(begin)

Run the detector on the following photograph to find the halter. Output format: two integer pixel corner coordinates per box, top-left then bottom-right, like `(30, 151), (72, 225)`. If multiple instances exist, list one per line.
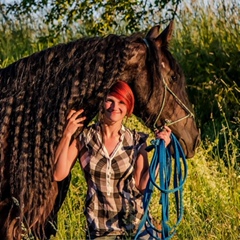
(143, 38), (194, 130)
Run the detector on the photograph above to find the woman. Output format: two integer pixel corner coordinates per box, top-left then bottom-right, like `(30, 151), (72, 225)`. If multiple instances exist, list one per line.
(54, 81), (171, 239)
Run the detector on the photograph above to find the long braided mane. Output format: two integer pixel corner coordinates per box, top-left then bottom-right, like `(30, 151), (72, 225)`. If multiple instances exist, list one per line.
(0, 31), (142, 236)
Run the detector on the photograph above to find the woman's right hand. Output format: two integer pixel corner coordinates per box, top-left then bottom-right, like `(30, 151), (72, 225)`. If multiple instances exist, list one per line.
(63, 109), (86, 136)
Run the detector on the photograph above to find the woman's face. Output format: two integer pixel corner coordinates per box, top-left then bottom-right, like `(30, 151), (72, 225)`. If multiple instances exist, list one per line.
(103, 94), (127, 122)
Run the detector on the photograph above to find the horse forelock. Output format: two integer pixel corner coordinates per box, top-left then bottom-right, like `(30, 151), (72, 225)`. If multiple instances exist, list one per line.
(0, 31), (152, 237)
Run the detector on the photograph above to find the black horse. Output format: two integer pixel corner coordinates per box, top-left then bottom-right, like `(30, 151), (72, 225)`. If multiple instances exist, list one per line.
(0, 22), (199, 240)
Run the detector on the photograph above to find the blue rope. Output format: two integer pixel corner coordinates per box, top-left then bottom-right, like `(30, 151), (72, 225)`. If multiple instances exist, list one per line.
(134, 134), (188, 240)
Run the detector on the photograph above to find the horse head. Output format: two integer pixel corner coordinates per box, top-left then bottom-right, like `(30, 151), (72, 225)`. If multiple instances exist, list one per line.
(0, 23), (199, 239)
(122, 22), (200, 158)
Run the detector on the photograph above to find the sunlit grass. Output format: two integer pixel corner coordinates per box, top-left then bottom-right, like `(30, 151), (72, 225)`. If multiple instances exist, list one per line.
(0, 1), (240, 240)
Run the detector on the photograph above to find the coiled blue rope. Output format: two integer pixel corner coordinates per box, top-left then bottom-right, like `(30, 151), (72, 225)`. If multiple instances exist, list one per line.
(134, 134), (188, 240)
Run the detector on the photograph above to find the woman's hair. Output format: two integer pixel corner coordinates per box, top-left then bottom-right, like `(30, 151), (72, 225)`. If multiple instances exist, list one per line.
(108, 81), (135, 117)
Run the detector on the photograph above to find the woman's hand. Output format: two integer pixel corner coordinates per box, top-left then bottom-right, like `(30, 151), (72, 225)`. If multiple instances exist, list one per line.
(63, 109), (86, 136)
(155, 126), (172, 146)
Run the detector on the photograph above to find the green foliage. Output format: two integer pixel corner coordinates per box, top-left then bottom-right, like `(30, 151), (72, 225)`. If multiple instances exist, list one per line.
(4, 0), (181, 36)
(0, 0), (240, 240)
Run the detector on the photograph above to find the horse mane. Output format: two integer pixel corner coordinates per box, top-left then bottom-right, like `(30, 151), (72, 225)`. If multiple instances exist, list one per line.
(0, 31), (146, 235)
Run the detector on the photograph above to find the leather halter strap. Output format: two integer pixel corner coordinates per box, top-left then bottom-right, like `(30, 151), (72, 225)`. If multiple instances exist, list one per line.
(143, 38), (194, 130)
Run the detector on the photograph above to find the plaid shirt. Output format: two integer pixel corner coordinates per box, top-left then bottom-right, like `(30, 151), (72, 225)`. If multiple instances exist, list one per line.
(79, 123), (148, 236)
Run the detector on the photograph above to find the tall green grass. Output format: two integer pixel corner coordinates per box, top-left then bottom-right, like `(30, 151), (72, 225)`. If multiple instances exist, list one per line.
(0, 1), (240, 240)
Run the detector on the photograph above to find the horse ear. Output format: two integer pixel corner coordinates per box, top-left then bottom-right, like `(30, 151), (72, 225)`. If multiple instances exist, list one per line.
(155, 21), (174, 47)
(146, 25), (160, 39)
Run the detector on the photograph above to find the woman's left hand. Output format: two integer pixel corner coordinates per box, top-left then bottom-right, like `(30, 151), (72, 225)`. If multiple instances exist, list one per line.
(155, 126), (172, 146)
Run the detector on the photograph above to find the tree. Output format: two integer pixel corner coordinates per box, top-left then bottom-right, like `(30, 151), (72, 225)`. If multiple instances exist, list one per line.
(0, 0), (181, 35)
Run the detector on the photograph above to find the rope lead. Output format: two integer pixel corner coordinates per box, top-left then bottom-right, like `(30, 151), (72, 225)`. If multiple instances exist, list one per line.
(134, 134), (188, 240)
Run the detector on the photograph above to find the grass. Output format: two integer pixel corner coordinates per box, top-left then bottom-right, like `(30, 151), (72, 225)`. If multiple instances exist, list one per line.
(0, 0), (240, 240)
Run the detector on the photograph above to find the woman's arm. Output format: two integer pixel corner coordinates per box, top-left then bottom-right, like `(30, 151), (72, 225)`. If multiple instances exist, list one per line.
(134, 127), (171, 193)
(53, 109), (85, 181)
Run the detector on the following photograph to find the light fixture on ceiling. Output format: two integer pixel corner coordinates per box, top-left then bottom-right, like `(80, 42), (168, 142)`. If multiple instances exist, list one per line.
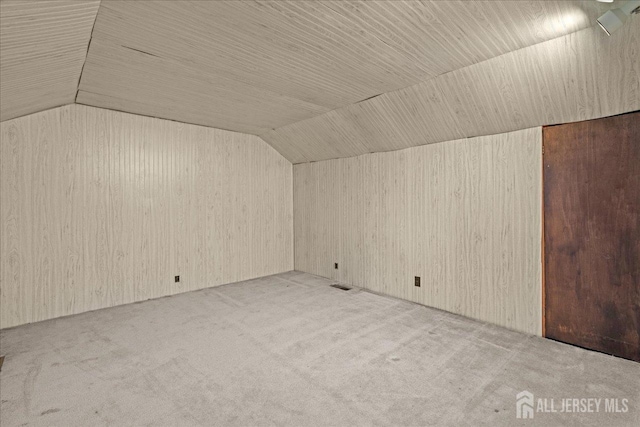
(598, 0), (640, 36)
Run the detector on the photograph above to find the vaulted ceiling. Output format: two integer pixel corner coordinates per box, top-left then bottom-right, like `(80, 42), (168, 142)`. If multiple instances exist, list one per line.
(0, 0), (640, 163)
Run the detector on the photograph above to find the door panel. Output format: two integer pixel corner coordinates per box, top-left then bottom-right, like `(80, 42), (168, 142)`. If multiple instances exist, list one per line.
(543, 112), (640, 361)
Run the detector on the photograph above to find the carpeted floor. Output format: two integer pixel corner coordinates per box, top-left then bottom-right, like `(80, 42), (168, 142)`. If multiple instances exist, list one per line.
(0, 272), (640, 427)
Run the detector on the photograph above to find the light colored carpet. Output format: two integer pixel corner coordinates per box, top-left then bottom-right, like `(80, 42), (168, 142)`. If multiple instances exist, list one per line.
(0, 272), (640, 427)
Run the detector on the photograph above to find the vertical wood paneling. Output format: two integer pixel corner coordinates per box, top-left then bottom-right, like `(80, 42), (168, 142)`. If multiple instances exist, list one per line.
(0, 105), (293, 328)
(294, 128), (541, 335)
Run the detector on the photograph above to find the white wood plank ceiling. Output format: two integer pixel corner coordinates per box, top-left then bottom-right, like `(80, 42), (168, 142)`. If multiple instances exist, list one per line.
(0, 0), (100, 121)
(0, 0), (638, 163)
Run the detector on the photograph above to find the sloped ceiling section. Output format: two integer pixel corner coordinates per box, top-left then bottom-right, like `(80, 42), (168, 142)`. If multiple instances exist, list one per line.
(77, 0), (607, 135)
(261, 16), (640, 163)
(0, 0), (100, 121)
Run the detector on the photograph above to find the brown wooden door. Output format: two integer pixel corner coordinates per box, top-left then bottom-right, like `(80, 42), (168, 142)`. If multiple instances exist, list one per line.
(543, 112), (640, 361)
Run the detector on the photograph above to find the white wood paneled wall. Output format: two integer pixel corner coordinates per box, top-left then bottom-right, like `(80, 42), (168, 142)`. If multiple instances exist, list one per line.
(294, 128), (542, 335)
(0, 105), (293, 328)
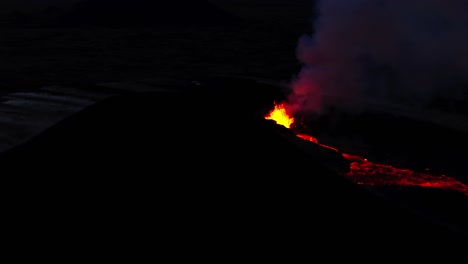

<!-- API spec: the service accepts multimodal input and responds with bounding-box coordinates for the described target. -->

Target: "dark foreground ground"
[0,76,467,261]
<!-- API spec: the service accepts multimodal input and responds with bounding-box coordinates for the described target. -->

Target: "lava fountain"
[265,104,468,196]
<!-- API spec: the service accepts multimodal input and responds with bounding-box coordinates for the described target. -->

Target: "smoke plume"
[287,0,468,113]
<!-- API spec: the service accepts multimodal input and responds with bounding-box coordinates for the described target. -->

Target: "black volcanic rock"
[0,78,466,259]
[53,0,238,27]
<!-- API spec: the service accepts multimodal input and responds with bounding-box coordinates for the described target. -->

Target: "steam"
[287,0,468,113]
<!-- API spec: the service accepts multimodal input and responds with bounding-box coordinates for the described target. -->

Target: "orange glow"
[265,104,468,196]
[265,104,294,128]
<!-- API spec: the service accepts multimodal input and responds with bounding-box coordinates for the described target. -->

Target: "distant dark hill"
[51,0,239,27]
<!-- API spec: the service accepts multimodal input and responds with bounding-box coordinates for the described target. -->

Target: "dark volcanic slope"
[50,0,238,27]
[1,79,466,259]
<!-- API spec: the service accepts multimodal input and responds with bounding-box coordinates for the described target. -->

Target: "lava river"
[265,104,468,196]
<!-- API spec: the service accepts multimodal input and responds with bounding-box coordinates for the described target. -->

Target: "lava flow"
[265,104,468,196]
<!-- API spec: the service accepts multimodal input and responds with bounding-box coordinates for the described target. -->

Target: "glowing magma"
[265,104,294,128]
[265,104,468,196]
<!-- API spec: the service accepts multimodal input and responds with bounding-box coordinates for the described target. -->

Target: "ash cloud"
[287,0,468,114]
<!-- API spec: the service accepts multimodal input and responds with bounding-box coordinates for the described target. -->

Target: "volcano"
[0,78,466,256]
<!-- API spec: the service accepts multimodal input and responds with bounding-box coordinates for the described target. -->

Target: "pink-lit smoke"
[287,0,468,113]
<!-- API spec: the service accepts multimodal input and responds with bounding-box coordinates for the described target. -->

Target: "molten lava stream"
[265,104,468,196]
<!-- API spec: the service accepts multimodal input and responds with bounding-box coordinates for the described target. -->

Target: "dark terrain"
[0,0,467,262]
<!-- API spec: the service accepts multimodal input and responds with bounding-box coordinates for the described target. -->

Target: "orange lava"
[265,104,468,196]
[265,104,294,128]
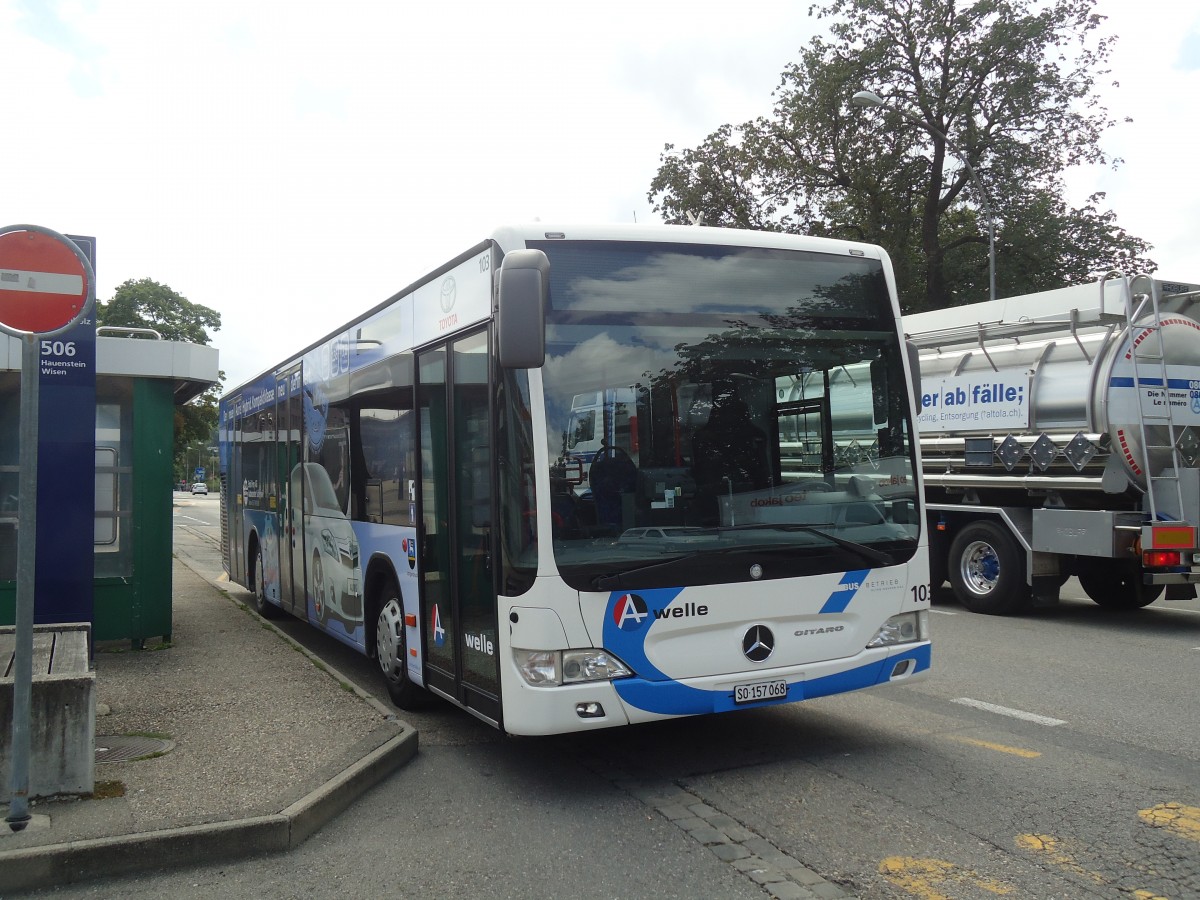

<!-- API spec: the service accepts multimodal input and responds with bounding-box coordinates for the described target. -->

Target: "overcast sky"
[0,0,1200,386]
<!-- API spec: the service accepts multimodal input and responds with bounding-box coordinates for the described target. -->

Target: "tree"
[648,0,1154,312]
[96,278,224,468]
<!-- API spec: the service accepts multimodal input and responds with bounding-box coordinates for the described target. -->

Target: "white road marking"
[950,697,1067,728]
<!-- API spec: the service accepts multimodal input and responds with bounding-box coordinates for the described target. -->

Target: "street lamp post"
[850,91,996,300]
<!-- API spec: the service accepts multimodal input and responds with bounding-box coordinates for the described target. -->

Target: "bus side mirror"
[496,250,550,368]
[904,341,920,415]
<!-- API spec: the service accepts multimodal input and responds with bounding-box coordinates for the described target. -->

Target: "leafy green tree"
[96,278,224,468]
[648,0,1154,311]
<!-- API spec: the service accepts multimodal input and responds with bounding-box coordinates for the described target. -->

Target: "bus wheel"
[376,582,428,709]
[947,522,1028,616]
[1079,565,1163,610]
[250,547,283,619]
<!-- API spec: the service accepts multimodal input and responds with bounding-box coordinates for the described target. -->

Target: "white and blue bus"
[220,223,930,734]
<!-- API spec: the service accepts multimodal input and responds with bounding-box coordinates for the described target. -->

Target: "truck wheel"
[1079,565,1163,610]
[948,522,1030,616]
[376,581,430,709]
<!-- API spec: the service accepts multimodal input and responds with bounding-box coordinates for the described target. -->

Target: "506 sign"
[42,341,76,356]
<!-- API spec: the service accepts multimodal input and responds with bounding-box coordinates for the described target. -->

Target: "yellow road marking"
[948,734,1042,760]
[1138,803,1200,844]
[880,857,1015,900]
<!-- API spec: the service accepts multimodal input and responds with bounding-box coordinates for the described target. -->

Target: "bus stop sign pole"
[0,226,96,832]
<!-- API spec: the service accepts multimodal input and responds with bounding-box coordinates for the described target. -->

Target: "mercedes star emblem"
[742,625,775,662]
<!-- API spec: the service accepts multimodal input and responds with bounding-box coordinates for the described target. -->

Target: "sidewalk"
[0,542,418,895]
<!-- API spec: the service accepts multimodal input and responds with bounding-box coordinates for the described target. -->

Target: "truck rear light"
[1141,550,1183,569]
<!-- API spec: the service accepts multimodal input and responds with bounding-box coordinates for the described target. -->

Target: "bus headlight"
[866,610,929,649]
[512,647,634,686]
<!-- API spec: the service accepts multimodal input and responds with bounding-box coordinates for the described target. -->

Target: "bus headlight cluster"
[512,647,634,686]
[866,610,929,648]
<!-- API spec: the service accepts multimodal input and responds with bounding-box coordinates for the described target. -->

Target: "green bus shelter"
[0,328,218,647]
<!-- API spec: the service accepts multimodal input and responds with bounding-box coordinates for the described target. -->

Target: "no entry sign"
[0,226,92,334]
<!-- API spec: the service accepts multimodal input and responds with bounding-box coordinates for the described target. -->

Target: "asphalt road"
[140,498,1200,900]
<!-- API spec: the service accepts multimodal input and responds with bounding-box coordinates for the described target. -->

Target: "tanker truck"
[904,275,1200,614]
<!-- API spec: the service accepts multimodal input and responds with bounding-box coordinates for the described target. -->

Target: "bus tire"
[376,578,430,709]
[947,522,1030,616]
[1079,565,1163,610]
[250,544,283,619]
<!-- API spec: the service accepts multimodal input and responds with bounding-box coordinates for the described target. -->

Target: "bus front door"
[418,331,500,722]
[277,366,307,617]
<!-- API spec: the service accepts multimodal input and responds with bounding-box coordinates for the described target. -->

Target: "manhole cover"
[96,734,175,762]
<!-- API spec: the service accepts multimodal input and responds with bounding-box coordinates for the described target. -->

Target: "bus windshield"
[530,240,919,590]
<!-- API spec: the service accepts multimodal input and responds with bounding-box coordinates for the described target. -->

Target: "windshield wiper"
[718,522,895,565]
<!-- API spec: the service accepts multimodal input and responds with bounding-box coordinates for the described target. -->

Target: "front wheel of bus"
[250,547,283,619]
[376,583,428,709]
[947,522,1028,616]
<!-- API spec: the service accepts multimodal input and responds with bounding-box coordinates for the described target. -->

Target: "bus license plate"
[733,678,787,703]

(end)

| EXERCISE |
Copy the rows above word for word, starting at the very first row and ending with the line that contains "(54, 81), (171, 239)", both included. Omit the pictures.

| TASK OUTPUT |
Run the detector on the following photograph to find the halter. Output format: two integer pixel corner coordinates per box, top-left then bottom-right, like `(30, 151), (72, 225)`. If multiple instances exist, list one per line.
(143, 38), (194, 130)
Run the detector on the photograph above to find the woman. Output format: two integer pixel corner coordinates per box, top-left then bottom-right, like `(30, 151), (72, 225)`. If multiple instances exist, list one per line.
(54, 81), (171, 239)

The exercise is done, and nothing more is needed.